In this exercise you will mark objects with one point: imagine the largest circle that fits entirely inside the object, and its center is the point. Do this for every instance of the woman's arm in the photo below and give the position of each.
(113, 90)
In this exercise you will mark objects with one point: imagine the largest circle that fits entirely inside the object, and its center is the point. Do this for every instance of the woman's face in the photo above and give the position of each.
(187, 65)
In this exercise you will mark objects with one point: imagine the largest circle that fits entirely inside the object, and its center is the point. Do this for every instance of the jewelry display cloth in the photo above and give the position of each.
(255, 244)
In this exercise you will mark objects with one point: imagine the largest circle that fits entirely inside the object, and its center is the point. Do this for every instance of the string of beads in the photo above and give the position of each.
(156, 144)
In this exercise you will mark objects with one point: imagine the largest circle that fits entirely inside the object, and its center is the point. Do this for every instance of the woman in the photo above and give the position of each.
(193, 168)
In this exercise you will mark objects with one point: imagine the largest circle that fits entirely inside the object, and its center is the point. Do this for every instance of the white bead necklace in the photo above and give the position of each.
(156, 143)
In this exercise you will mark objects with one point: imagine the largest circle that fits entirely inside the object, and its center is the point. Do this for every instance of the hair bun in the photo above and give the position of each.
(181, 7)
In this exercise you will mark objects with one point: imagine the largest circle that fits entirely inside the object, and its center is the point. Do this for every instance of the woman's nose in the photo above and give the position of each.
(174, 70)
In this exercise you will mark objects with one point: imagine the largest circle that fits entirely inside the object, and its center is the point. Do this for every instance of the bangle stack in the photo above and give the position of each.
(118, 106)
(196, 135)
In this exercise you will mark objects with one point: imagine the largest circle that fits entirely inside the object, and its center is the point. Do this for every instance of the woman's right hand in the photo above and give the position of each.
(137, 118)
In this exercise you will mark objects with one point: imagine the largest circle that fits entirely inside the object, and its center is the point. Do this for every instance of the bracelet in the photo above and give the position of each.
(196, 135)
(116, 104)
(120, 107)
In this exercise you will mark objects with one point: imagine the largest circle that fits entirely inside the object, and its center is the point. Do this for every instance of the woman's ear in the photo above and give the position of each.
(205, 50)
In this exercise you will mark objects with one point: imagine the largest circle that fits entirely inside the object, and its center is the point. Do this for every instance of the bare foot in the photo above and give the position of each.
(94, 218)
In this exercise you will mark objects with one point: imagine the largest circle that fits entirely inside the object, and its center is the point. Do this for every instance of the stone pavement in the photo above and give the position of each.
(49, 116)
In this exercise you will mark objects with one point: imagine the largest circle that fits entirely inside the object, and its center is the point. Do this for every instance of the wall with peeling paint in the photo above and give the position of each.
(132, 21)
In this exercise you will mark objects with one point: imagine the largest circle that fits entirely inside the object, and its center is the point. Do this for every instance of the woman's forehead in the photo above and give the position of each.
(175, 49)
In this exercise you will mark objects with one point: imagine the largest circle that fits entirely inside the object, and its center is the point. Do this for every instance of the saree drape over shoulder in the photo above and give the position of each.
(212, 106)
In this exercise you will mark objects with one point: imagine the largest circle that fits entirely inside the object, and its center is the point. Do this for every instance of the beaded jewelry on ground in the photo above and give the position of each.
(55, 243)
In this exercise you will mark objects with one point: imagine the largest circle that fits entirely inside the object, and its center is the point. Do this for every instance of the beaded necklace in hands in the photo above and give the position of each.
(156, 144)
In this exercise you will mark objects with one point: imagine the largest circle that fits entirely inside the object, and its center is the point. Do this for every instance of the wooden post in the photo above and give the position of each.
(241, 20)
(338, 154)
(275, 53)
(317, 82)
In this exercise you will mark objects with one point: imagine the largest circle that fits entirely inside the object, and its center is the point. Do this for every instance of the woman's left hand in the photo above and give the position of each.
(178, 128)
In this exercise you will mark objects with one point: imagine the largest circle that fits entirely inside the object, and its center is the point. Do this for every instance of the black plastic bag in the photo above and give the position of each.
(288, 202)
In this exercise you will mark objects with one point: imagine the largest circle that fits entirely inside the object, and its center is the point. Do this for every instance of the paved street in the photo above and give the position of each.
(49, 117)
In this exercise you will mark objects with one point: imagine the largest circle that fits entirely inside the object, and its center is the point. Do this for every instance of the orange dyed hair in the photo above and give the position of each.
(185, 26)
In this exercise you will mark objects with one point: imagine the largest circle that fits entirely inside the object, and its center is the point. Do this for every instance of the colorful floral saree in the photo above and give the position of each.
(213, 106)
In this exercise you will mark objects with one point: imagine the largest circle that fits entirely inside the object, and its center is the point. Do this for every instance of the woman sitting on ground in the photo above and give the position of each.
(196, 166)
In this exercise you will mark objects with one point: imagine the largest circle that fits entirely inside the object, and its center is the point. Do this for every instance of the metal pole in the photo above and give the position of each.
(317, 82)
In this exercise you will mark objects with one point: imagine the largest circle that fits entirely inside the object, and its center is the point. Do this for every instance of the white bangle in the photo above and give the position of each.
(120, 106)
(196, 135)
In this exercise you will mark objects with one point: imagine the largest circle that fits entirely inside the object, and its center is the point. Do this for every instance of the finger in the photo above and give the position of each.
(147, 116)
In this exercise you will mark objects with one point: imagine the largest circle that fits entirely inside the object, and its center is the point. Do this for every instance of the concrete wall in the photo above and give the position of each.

ACTIVITY:
Would you output the material above once more, exactly as given?

SOLUTION:
In this exercise you will mark objects with one point: imagine the largest circle that fits entirely inside the object, and its center is the point. Do this for every instance of the woman's arm in the photo below and give the position of each.
(113, 90)
In this exercise you will mark objects with one point: imagine the largest circle that fits entirely inside the object, and its center is the point. Do this for every instance of the woman's face in the photo above and give the position of each.
(187, 65)
In this exercise you will mark objects with one point: imagine the largest circle that fits entirely inside the object, and its center is the point. Do this for every instance of the jewelry display cloth in the photo above and give the position of each.
(255, 244)
In this exercise you will mark objects with one point: imagine the largest circle that fits entirely inside the object, and its center is the point. Do this for every instance of the string of beads in the photo above and give the position of each.
(156, 144)
In this exercise you will mark objects with one point: imagine the largest circle that fits entirely inside the object, and its center is the point. Do this for every instance of the woman in the photo above and give the position of each.
(193, 168)
In this exercise you will mark objects with one point: imagine the largest circle that fits entirely inside the object, and its center is the point. Do this for every instance of the white bead necklace in the photo above and give the position of each.
(156, 143)
In this exercise you will mark objects with one point: imagine the largest circle that fits entirely inside the object, and its center is the point. Do this for every instance of the hair bun in the photo above and give the position of each.
(181, 7)
In this exercise you will mark objects with one point: imagine the largest circle that fits entirely inside the object, and its center is the point. Do this for every instance of the woman's nose in the photo above and give the position of each.
(174, 70)
In this exercise you will mark objects with one point: imagine the largest circle that fits entirely inside the object, and its center is the point. Do this for every instance of the bangle stack in the photo above and give the position of each.
(118, 106)
(196, 135)
In this exercise you will mark objects with one point: imagine the largest circle that fits entirely inside the object, and its center is the point. Do this for every instance of the woman's right hand in the photo above and give the position of each.
(137, 118)
In this exercise you will mark objects with one point: imagine the largest circle that fits entirely inside the object, and its center is the point. Do this for every instance of the bracelet in the photo above and give the position of each.
(196, 135)
(116, 104)
(120, 107)
In this exercise you will mark objects with one point: imagine the largest circle that fits entirely inside the object, and its center is the point. Do this for every instance of the woman's ear in the photo above and give the position of each.
(205, 50)
In this exercise you will mark objects with one point: imagine the largest circle that fits entirely inside the object, and its center is the point. Do this for every instance of the bare foot in the photo above and give the position of each.
(94, 218)
In this exercise you will mark objects with one point: imagine the largest circle that fits entirely inside the object, and its center is the point. Do this for every instance of the stone pavement in the photo above and give the position of each.
(49, 116)
In this exercise you will mark objects with one point: imagine the largest circle that fits entirely inside the object, and its center is the point. Do this for every instance of the wall with peeling paint in the photo above and give the position of each.
(132, 21)
In this exercise you will mark objects with one point: imagine the largest circle that fits entirely inside the object, and its center is the point. Do this for every instance of the woman's forehead in the photo above and give the position of each.
(175, 49)
In this exercise you will mark objects with one point: imagine the largest circle that fits entirely inside the object, and its center is the point. Do this for every instance of the saree drape over shoulder in the photo above and give the position of each.
(212, 106)
In this exercise you will mark objects with one point: imagine the largest circle that fits entirely inside the object, and its center is the point. Do this for every instance of the beaded jewelry on ground in the photo above and give the position of each.
(55, 243)
In this exercise you will mark objects with one point: imagine the largest circle that fits entirely inside the object, and its center is the point. Do this for every instance of the beaded necklace in hands in the photo above and give the position of each.
(156, 144)
In this exercise you will mark objects with one point: imagine the largest circle that fits entirely inside the object, and its center is the point. Do this for every instance of the wooden post in the photo above and give the position of each.
(241, 20)
(338, 154)
(275, 53)
(317, 82)
In this exercise you will mark objects with one point: imagine the largest circle that fits entirely inside the object, and its center is the point. Do this for every instance of the woman's left hand in the photo above and give the position of each.
(178, 128)
In this exercise you will mark objects with one point: imagine the largest circle that fits entirely inside the object, and its center is the point. Do this for every instance of the black plastic bag in the photo above and give the position of each.
(288, 202)
In this exercise you will mark objects with one point: imagine the largest circle that fits entirely inside the object, and its center is the point. Do this for every instance of the paved street in the photo above and give the position of each.
(49, 117)
In this exercise you will mark objects with one point: imagine the largest circle that fits entirely inside the object, and its center is the point. Do this for every instance of the orange dyed hair in the photo above and give the position of each.
(185, 26)
In this exercise you will mark objects with one point: imagine the largest circle that fits entirely inside the object, and its center is the point. Do this for every instance of the colorful floral saree in the photo above and give the position of each.
(213, 106)
In this exercise you will mark objects with one point: imagine the largest circle that fits entirely inside the object, and its center is the point. Do this for every instance of the woman sitting on ground in the photo above and give the position of each.
(196, 166)
In this exercise you will mark objects with one point: imagine the largest circle that fits entirely inside the object, and its center is the point. Do this for every instance of the metal pole in the photo above and give the position of each.
(317, 82)
In this exercise you will mark objects with one point: imagine the largest circle that fits entirely inside the object, and its center is the point. Do this for every instance of the white bangle in the photo above and give the position of each.
(120, 106)
(196, 135)
In this exercise you will mark objects with one point: imagine the largest circle that fits entirely inside the object, and its center is the point. Do this for every instance of the finger in the photo above and give the position of each.
(147, 116)
In this exercise you will mark objects with one point: imagine the largest circle that fits entirely inside the object, and its center is the point. Do this for every instance of the concrete wall in the photo above and give the position of each.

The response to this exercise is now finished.